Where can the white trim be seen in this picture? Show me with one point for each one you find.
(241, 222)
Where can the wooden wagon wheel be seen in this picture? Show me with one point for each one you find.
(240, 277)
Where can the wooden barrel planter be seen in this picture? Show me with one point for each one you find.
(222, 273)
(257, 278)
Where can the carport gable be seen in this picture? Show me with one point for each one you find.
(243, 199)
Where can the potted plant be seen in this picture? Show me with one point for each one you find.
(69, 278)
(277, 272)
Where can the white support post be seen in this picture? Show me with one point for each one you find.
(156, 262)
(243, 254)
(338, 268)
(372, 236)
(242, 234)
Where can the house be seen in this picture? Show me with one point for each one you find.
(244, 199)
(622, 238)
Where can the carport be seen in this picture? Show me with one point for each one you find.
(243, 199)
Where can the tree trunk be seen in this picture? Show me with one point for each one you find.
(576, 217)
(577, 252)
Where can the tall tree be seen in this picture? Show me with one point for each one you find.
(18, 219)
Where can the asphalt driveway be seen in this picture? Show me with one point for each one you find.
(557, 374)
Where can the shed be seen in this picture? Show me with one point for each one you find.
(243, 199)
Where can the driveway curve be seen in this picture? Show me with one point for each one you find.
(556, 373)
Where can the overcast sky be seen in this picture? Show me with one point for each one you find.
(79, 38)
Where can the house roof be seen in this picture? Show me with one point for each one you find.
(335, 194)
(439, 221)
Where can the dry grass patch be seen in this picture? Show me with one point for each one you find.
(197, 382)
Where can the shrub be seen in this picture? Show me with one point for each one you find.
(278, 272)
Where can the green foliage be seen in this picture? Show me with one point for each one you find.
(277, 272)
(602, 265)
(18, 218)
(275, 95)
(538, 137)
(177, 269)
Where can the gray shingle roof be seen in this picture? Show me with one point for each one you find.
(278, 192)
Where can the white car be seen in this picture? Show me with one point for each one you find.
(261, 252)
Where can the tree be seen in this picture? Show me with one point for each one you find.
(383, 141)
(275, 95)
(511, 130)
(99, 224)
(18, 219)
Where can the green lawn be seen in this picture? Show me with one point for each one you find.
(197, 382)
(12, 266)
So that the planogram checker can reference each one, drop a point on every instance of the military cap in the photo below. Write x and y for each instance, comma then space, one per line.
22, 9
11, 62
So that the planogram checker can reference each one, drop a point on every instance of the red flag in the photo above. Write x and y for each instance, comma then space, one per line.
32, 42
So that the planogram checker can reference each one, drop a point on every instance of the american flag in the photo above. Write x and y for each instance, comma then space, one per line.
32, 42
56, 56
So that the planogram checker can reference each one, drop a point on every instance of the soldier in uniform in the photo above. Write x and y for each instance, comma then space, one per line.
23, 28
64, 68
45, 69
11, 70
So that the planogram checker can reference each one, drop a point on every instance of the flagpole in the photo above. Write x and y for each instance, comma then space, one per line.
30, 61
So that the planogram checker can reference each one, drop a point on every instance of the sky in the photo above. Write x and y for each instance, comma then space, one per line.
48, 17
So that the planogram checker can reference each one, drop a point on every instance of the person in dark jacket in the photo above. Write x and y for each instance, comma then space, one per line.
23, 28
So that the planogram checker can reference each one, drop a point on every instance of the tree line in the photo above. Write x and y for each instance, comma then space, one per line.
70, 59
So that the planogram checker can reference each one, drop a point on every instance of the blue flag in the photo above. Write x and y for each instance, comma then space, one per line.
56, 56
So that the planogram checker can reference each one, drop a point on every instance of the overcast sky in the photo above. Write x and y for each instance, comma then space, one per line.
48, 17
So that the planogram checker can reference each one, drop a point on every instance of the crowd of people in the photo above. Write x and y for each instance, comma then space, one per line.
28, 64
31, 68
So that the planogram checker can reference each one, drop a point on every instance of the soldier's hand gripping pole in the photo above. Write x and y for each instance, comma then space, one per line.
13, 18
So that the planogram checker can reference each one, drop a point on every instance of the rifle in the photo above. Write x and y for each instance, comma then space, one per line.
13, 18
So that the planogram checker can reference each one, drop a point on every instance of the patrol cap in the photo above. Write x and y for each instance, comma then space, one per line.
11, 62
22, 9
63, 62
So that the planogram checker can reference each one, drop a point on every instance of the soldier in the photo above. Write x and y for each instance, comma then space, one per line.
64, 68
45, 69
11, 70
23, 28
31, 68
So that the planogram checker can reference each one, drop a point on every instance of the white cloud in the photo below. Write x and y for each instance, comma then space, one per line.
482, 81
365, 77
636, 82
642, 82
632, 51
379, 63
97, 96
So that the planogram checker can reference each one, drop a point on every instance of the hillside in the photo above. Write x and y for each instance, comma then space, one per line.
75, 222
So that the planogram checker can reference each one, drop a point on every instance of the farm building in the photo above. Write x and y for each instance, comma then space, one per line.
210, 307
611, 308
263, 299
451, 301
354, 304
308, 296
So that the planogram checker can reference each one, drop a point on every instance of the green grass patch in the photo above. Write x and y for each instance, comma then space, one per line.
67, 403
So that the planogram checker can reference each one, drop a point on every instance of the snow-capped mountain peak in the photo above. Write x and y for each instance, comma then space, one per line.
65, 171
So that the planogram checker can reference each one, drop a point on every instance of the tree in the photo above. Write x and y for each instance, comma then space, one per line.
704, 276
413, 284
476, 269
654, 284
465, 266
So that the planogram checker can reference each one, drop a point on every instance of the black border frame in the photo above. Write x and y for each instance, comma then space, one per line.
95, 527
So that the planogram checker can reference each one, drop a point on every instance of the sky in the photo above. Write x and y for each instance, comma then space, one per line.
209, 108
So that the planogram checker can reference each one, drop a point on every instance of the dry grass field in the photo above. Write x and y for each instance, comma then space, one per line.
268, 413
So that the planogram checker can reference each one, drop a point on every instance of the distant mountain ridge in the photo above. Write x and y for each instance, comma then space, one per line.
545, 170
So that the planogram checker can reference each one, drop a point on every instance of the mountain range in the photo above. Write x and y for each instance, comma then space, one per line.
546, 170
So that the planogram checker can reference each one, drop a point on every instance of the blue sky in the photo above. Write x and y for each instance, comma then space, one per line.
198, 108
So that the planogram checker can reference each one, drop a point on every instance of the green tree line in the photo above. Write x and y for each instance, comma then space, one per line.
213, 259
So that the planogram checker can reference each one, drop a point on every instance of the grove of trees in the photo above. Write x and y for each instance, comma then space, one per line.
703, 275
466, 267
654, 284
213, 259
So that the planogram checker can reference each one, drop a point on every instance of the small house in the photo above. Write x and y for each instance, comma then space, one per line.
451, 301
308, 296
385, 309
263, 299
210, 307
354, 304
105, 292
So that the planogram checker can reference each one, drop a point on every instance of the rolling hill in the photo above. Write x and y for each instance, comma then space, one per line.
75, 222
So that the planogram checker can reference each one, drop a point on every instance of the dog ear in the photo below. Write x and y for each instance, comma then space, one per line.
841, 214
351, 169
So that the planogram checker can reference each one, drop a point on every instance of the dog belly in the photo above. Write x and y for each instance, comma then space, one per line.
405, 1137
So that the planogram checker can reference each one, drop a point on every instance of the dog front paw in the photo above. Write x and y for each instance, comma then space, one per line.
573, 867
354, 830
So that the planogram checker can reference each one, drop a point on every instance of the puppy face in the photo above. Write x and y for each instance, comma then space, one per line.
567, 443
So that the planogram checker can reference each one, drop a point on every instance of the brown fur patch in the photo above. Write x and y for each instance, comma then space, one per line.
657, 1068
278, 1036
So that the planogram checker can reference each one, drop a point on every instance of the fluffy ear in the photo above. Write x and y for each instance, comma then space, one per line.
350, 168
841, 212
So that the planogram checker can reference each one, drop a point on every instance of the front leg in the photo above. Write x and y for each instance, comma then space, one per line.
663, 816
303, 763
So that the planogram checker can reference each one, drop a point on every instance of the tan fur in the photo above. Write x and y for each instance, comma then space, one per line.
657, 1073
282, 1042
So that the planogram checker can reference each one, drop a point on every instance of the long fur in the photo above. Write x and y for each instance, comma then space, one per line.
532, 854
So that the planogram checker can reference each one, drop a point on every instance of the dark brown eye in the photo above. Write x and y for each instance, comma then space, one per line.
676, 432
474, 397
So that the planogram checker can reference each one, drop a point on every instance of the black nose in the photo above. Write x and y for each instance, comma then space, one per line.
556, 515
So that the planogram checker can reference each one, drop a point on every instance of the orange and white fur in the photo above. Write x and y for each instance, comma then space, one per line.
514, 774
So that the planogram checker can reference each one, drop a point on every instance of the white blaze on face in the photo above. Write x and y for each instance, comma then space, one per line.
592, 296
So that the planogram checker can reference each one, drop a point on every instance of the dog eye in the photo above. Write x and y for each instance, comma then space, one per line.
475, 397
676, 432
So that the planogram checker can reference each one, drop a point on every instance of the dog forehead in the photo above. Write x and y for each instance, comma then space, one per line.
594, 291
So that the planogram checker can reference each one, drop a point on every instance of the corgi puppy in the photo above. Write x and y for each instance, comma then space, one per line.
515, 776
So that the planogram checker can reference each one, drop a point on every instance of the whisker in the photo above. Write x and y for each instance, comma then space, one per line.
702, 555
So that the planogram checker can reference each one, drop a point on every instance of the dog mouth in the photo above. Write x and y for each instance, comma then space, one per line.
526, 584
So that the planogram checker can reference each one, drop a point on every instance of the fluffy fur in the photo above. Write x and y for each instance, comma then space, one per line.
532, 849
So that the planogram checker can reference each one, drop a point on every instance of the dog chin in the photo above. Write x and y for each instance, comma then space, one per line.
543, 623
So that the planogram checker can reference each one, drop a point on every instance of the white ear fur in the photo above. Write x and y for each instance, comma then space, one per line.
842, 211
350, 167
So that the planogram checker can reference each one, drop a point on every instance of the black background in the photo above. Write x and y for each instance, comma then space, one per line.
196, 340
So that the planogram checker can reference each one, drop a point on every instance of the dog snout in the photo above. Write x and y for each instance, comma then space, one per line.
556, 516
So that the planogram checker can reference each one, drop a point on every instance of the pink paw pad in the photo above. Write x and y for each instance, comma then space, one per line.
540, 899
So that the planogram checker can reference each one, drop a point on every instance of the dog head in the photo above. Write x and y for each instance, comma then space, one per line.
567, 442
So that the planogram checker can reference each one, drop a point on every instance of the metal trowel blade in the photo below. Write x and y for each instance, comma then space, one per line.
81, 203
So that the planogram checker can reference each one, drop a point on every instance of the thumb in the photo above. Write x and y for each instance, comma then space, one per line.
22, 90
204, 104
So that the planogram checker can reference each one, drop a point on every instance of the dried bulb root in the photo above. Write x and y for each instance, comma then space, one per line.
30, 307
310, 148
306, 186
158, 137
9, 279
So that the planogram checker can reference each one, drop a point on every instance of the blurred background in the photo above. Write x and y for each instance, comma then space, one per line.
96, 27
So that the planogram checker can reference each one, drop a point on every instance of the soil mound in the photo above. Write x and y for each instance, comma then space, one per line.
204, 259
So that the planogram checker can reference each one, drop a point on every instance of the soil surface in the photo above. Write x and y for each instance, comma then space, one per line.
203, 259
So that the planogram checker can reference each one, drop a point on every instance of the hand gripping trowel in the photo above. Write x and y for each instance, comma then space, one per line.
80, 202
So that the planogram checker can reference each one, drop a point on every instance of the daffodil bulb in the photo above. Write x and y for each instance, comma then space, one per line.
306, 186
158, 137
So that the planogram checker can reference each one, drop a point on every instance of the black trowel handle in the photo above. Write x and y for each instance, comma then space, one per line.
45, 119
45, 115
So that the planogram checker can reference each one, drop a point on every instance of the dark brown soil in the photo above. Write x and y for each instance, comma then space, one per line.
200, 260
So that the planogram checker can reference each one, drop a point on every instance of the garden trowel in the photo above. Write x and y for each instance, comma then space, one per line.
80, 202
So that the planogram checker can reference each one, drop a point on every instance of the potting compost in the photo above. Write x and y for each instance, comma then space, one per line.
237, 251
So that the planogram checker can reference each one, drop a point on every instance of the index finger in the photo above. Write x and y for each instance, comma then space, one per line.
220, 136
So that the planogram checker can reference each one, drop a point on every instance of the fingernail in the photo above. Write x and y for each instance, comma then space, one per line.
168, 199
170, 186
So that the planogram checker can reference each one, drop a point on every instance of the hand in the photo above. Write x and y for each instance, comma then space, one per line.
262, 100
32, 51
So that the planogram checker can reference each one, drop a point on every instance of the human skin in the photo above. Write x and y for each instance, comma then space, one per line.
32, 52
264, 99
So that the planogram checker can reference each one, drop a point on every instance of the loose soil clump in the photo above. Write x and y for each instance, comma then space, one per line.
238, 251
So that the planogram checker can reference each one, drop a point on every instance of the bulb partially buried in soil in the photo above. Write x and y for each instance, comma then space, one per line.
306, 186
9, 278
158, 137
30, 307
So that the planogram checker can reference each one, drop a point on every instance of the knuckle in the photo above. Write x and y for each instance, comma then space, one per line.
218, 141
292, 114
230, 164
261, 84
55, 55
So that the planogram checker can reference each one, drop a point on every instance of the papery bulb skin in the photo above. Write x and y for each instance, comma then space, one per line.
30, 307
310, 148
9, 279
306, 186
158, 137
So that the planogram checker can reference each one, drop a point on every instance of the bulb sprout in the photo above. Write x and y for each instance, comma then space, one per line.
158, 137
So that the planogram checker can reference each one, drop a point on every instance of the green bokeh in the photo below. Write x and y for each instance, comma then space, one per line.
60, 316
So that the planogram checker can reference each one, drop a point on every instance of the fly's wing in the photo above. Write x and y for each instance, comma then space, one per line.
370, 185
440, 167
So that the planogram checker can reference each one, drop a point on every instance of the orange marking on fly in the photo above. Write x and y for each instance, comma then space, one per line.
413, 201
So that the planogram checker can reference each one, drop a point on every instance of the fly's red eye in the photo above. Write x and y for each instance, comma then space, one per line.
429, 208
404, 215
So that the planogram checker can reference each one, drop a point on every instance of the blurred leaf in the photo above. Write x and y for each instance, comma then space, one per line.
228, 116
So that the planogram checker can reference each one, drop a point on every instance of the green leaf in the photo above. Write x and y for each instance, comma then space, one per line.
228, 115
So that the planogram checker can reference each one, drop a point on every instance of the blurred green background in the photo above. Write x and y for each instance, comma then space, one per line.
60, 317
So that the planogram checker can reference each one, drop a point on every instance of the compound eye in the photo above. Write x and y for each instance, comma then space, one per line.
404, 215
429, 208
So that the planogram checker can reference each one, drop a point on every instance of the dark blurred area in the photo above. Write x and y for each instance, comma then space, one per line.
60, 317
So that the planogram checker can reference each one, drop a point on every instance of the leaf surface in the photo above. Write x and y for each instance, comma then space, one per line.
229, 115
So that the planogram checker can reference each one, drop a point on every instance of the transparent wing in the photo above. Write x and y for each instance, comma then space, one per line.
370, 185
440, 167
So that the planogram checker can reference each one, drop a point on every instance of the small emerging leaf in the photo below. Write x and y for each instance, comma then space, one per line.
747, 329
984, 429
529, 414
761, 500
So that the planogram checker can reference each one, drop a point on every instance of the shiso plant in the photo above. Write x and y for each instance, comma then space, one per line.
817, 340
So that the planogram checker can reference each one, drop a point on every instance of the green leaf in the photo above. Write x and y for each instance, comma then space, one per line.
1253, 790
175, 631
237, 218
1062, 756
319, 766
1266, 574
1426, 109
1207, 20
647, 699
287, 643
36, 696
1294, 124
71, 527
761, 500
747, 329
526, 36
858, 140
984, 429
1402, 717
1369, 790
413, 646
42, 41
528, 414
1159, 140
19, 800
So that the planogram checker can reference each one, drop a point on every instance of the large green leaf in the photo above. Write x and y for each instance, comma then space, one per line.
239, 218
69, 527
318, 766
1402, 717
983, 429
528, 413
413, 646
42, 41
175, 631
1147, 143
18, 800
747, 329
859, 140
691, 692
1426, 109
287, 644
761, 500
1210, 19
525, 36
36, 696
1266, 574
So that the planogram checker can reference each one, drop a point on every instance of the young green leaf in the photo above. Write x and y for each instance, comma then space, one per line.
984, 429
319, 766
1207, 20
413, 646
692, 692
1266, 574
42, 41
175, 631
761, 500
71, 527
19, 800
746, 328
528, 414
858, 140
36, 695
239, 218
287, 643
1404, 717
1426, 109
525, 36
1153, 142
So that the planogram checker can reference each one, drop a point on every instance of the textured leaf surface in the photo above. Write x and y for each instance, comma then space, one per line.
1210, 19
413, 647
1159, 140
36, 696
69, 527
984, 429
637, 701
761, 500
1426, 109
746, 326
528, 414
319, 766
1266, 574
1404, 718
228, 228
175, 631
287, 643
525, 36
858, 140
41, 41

EXERCISE OBJECTIVE
Where the records above contain a line with "of the textured", repeat that line and each later line through the end, exactly, and nothing more.

ANSWER TO THE PROBLEM
So that the planogram checker can reference each one, drop a point on every instance of the textured leaf surface in the photo above. Write x and y for each instance, comma then space, one per line.
1210, 19
413, 647
1159, 140
36, 696
69, 527
984, 429
637, 701
761, 500
1426, 109
746, 326
528, 414
319, 766
1266, 574
1404, 718
228, 228
175, 631
287, 643
525, 36
858, 140
41, 41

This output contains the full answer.